SHORT EXERCISE 1:
Please write out the reinforcement learning notes again, starting with "Classical RL Approach" and going on through "and goal state(s).", and switch "discrete" to "finite" each time it appears.

--- start of EXCERPTED TEXT ---

Reinforcement Learning

Agent-environment interface

Agent-environment interface

Question 1

What are the differences between supervised learning and reinforcement learning?

Answer 1

  • label -> reward
  • we have a sequence of decisions, i.e. future rewards must be considered

Classical RL Approach

  • We have a Markov decision process (MDP) with \((S, A, \mathcal{R_{ss'}^a}, \mathcal{P}_{ss'}^a)\)
  • \(S\) is the discrete set of states
  • \(A\) is the discrete set of actions
  • \(\mathcal{R_{ss'}^a}\) is the reward function
  • \(\mathcal{P}_{ss'}^a\) is the state transition distribution
  • Usually we also require initial state(s) and goal state(s).
  • Q-Learning tries to find an estimate of the value function \(Q(s, a)\).

Markov property

\[P(s_{t+1}|a_t,s_t,\ldots,a_0,s_0) = P(s_{t+1}|a_t,s_t)\]

Value Function

How good is it to be in state \(s\) and execute action \(a\)?

\[Q(s, a) = \mathbb{E}\left[ \sum_{k=0}^\infty \gamma^k r_{t+k+1} \vert s, a \right] = \mathbb{E}\left[ r_{t+1} + \gamma Q(s_{t+1}, a_{t+1}) \vert s, a \right]\]

\(Q\) is usually a table!

Return model: discounted infinite horizon

\(R_t = \sum_{i = 0}^\infty \gamma^i r_{t+1+i}\),

The discounting factor \(\gamma \in (0, 1)\) should be close to 1!

Policy

  • We can infer the greedy policy: \[\pi_Q(s) = \arg \max_a Q(s, a)\] (optimal according to the current estimate of \(Q\))
  • During learning, we can encourage exploration with softmax action selection \[\pi_{\text{Softmax}}(s, a) = \frac{\exp(Q(s, a) / \tau)}{\sum_{a' \in A} \exp(Q(s, a') / \tau)}\] which will give you a probability for each action \(a\) according to a temperature \(\tau\). (A high temperature will result in more exploration, possible values are e.g. \(10^1, 10^0, 10^{-1}, 10^{-2}\))
  • A more intuitive but often worse exploration policy is called \(\epsilon\)-greedy: select a random action with probability \(\epsilon\) and otherwise take the optimal action (greedy policy)

--- end of EXCERPTED TEXT ---
--- start of DATASET ---

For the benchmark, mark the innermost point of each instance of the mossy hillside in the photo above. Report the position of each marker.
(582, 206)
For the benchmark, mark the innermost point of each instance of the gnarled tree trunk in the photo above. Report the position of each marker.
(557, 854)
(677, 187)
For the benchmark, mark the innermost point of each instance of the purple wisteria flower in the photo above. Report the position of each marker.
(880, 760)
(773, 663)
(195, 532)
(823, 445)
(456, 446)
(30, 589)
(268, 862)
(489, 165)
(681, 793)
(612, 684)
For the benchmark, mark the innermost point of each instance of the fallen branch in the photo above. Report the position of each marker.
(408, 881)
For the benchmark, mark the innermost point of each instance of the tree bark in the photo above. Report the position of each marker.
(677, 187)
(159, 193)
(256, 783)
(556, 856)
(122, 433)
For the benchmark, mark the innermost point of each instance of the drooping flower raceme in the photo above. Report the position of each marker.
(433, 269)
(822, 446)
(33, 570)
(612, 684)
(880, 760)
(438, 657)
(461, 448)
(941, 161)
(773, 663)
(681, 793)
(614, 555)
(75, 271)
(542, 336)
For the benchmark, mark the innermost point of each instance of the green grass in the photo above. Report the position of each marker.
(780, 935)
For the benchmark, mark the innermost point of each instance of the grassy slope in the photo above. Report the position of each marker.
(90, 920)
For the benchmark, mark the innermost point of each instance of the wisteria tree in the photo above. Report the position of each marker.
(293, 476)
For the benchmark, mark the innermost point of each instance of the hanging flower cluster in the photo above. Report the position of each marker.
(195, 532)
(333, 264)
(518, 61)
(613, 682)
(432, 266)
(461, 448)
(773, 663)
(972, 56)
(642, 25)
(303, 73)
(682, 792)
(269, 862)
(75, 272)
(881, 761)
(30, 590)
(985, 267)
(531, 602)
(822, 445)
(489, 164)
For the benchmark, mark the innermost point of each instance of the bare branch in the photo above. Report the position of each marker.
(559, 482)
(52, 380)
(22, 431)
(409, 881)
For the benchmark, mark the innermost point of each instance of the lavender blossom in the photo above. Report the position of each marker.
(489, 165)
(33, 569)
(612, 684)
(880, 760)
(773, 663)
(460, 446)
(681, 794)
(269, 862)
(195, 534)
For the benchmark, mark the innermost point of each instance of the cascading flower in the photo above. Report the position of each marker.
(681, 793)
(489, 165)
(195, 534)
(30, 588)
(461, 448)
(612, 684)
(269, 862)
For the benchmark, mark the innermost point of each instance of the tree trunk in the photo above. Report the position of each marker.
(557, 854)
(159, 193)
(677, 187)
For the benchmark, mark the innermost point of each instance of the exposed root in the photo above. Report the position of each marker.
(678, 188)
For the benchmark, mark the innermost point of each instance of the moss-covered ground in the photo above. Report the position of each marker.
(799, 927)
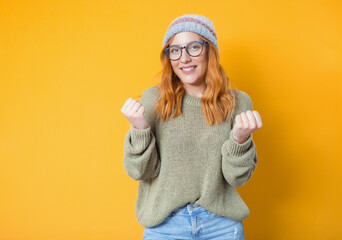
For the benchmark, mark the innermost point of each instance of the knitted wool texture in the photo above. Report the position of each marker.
(185, 161)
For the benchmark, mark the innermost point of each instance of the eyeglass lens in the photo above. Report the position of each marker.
(194, 49)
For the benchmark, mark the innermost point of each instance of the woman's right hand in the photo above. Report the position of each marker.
(133, 110)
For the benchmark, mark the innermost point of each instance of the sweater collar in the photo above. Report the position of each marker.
(191, 100)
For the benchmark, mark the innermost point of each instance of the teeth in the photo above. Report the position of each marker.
(188, 69)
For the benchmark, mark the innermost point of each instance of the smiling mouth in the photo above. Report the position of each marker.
(188, 69)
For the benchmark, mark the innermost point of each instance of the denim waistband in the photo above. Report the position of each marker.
(189, 208)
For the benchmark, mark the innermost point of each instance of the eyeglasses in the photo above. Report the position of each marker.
(194, 49)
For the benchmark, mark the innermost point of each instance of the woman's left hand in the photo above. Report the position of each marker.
(245, 124)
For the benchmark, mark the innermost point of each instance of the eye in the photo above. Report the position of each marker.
(174, 50)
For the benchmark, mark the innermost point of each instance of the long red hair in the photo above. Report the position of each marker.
(217, 100)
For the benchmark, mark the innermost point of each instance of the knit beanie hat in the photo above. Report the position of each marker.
(192, 23)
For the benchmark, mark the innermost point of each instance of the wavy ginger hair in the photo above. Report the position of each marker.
(217, 101)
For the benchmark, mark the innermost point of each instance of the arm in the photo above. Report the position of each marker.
(141, 160)
(239, 160)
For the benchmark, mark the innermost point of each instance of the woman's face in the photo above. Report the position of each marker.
(195, 76)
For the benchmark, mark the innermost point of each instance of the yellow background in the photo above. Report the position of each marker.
(67, 67)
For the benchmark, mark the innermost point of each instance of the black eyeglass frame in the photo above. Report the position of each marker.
(166, 50)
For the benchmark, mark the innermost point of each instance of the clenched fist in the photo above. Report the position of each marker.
(245, 124)
(134, 112)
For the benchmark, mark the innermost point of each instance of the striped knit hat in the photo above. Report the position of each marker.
(192, 23)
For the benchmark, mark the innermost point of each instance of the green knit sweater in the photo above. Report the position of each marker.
(185, 161)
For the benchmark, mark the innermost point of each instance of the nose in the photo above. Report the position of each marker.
(185, 56)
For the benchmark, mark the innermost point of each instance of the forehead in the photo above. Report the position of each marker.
(183, 38)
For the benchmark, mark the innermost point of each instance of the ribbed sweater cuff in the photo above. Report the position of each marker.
(140, 137)
(236, 149)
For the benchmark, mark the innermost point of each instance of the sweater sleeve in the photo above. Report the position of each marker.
(141, 159)
(239, 160)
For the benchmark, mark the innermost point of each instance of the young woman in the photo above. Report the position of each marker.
(190, 141)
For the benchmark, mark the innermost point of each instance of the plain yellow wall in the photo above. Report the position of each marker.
(67, 67)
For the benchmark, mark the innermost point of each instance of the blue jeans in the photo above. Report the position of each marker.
(194, 222)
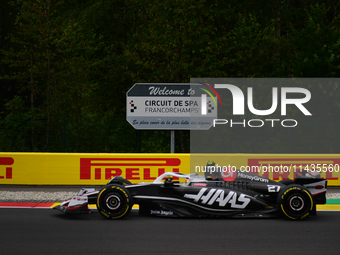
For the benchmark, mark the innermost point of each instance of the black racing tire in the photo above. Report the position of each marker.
(287, 181)
(114, 202)
(295, 202)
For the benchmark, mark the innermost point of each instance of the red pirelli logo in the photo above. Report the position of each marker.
(134, 168)
(6, 161)
(284, 167)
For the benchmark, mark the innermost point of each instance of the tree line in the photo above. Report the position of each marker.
(66, 65)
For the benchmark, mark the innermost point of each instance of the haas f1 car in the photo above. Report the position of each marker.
(216, 194)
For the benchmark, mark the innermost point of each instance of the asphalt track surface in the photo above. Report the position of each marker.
(47, 231)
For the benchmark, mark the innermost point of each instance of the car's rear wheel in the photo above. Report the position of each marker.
(287, 181)
(114, 202)
(295, 202)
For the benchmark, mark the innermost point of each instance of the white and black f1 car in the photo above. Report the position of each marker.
(212, 195)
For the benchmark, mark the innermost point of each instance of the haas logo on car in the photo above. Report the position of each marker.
(219, 196)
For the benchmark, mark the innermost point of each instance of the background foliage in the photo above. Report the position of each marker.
(66, 65)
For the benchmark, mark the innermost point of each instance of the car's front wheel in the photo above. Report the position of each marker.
(295, 202)
(114, 202)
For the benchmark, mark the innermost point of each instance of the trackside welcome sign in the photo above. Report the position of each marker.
(98, 169)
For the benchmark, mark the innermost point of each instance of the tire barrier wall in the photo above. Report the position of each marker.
(98, 169)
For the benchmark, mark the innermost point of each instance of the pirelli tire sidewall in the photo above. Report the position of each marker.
(295, 202)
(114, 202)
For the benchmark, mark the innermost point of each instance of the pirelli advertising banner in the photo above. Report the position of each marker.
(98, 169)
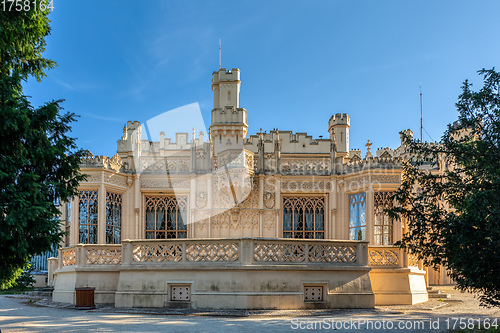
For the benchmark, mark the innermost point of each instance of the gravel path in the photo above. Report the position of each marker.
(25, 314)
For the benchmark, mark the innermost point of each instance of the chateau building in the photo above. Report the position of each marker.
(230, 220)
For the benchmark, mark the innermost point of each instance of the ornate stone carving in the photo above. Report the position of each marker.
(332, 253)
(213, 252)
(269, 192)
(276, 252)
(222, 220)
(115, 180)
(69, 257)
(269, 219)
(96, 256)
(157, 253)
(358, 181)
(94, 178)
(305, 186)
(252, 200)
(249, 219)
(201, 193)
(386, 179)
(305, 166)
(382, 257)
(165, 184)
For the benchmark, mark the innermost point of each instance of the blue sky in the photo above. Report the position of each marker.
(300, 62)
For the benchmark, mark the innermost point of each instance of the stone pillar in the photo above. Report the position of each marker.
(332, 206)
(101, 214)
(209, 203)
(192, 206)
(342, 213)
(261, 204)
(370, 217)
(74, 236)
(278, 203)
(137, 209)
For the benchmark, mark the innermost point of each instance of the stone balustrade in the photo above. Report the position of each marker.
(246, 251)
(235, 251)
(83, 255)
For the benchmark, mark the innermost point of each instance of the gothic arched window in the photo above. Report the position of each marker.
(165, 217)
(357, 216)
(87, 218)
(113, 218)
(382, 233)
(304, 217)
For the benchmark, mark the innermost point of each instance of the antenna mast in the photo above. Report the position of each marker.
(421, 114)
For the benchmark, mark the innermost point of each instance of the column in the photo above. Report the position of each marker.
(101, 214)
(333, 209)
(278, 203)
(74, 237)
(192, 205)
(261, 205)
(209, 203)
(137, 209)
(369, 214)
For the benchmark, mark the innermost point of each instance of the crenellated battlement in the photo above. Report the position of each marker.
(114, 163)
(224, 74)
(339, 119)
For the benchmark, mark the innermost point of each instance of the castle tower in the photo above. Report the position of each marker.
(338, 127)
(229, 122)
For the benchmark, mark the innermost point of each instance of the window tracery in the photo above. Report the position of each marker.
(383, 225)
(303, 217)
(113, 218)
(357, 216)
(165, 217)
(87, 218)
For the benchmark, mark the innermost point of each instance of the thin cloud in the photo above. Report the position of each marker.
(102, 118)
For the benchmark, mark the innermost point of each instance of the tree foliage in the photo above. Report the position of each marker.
(450, 193)
(39, 162)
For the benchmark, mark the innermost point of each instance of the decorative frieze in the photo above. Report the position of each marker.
(386, 179)
(269, 219)
(228, 252)
(157, 253)
(201, 193)
(358, 181)
(115, 180)
(96, 256)
(165, 184)
(382, 257)
(276, 252)
(305, 166)
(269, 193)
(305, 186)
(332, 253)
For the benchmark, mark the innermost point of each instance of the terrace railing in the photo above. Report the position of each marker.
(233, 251)
(392, 257)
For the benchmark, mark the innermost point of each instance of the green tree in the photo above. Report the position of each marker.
(39, 163)
(450, 194)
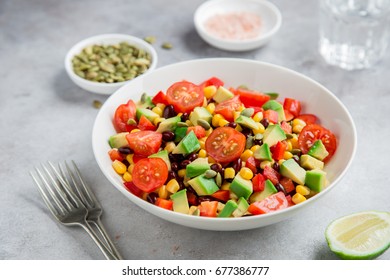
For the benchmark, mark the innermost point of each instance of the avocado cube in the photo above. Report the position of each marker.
(241, 187)
(291, 169)
(318, 150)
(315, 180)
(228, 209)
(187, 145)
(263, 153)
(309, 162)
(197, 167)
(273, 134)
(203, 186)
(180, 202)
(118, 140)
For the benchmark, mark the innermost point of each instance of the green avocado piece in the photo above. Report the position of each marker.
(149, 114)
(168, 124)
(228, 209)
(197, 167)
(180, 132)
(200, 113)
(315, 180)
(247, 122)
(309, 162)
(263, 153)
(269, 189)
(222, 94)
(318, 150)
(164, 156)
(273, 134)
(291, 169)
(203, 186)
(241, 187)
(276, 106)
(242, 207)
(180, 202)
(118, 140)
(187, 145)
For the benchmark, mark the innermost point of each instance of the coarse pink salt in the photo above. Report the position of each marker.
(234, 26)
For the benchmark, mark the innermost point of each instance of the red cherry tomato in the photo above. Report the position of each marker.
(150, 174)
(185, 96)
(227, 108)
(122, 114)
(272, 203)
(225, 144)
(144, 142)
(313, 132)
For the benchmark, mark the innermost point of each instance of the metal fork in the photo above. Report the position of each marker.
(87, 197)
(65, 206)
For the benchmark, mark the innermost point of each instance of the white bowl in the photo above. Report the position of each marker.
(105, 39)
(234, 72)
(271, 20)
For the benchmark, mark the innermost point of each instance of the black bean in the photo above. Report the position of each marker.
(169, 112)
(265, 122)
(168, 136)
(125, 150)
(152, 197)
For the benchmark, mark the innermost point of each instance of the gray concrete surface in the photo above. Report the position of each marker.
(44, 116)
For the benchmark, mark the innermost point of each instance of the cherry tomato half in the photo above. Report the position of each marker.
(185, 96)
(122, 114)
(313, 132)
(144, 142)
(225, 144)
(150, 174)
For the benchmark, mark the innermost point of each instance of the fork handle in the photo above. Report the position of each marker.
(107, 252)
(99, 225)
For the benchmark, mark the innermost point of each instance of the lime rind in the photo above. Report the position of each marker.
(359, 236)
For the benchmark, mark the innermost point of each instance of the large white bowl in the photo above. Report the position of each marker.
(315, 98)
(105, 39)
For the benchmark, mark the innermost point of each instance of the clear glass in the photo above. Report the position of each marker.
(354, 34)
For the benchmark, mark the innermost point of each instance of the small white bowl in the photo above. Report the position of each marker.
(105, 39)
(269, 14)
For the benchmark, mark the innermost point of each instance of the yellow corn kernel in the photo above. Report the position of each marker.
(222, 122)
(258, 117)
(254, 148)
(215, 120)
(202, 153)
(265, 163)
(260, 129)
(236, 115)
(209, 91)
(246, 154)
(229, 173)
(127, 177)
(246, 173)
(119, 167)
(298, 125)
(157, 120)
(287, 155)
(130, 168)
(298, 198)
(303, 190)
(225, 186)
(170, 146)
(157, 110)
(162, 192)
(129, 158)
(211, 107)
(173, 185)
(181, 173)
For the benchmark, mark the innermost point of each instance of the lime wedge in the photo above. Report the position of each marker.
(363, 235)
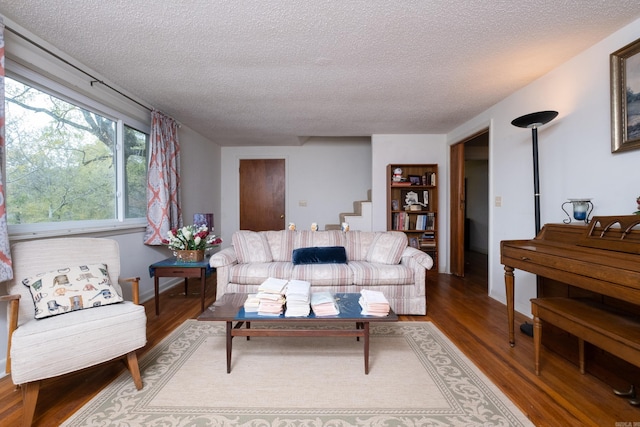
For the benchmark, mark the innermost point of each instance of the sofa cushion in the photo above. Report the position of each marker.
(308, 238)
(71, 288)
(257, 272)
(358, 244)
(251, 246)
(387, 247)
(323, 274)
(320, 255)
(370, 274)
(281, 244)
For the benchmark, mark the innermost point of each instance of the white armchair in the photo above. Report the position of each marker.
(78, 338)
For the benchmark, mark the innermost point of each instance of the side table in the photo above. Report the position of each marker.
(171, 267)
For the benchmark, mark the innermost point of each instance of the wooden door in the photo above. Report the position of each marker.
(262, 194)
(457, 208)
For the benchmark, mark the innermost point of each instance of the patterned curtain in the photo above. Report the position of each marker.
(6, 271)
(163, 180)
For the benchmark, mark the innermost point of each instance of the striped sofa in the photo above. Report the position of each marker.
(374, 260)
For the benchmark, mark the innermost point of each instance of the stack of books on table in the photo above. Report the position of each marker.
(251, 304)
(373, 303)
(324, 304)
(271, 297)
(298, 296)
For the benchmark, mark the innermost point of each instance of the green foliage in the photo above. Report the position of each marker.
(61, 162)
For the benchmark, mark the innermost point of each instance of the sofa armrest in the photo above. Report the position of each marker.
(417, 256)
(224, 258)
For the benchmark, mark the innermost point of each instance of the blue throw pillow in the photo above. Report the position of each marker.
(320, 255)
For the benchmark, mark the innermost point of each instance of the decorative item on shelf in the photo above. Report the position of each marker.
(412, 202)
(190, 242)
(581, 210)
(397, 175)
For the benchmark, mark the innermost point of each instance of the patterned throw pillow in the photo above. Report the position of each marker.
(70, 289)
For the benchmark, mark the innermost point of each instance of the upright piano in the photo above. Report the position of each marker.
(598, 261)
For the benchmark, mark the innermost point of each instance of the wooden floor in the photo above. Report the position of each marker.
(460, 308)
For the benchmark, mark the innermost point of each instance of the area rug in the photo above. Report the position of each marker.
(417, 377)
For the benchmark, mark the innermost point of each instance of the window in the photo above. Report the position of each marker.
(63, 162)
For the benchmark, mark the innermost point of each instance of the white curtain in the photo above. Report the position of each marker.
(163, 179)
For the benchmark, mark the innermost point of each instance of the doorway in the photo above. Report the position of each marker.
(469, 202)
(262, 194)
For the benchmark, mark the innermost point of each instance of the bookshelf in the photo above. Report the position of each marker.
(412, 205)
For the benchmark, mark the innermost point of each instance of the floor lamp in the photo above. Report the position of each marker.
(533, 121)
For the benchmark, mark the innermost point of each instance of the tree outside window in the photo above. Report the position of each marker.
(61, 161)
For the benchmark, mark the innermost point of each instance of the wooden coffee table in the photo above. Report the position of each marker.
(229, 308)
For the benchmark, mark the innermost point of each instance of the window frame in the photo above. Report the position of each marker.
(120, 223)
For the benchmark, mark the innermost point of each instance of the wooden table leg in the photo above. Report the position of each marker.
(229, 342)
(366, 348)
(203, 279)
(508, 282)
(156, 291)
(537, 340)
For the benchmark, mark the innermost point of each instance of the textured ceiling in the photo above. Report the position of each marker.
(274, 72)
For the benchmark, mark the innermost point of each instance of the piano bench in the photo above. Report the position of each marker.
(611, 330)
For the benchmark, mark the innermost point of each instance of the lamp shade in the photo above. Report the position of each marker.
(534, 120)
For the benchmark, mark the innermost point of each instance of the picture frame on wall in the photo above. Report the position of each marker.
(625, 98)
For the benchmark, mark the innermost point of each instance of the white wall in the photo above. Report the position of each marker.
(574, 150)
(411, 149)
(328, 173)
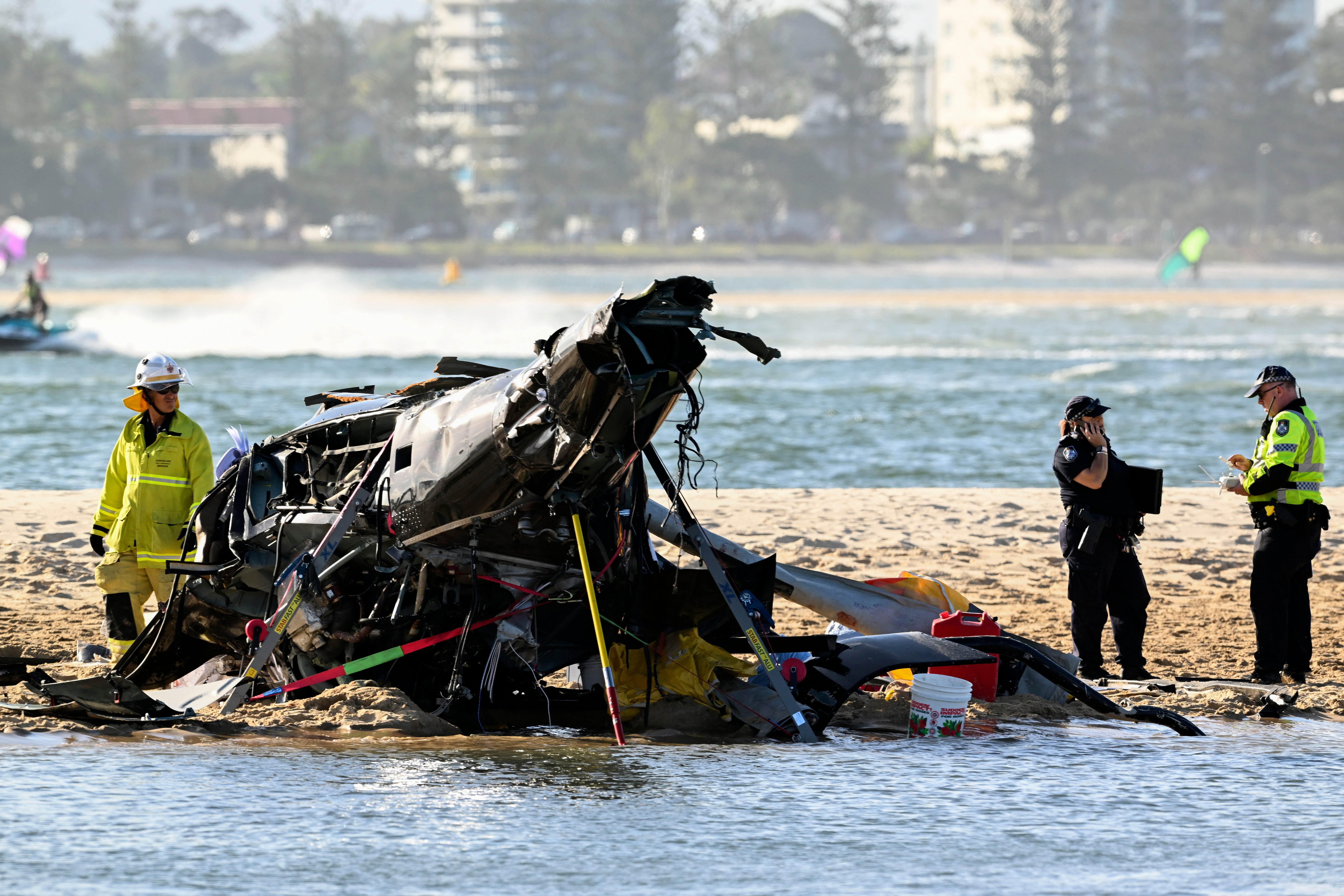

--- end of DATASET ---

SHORT EXERCISE 2:
Locate each line of the entries that contains the string "avocado" and copy those lines out, paying attention to case.

REPLY 1:
Classical RL Approach

  • We have a Markov decision process (MDP) with \((S, A, \mathcal{R_{ss'}^a}, \mathcal{P}_{ss'}^a)\)
  • \(S\) is the finite set of states
  • \(A\) is the finite set of actions
  • \(\mathcal{R_{ss'}^a}\) is the reward function
  • \(\mathcal{P}_{ss'}^a\) is the state transition distribution
  • Usually we also require initial state(s) and goal state(s).

REPLY 2:
For the benchmark, mark the innermost point of each instance of the avocado cube in the photo above. Report the position of each marker.
For the benchmark, mark the innermost point of each instance of the green avocado piece in the photo above. Report the position of each marker.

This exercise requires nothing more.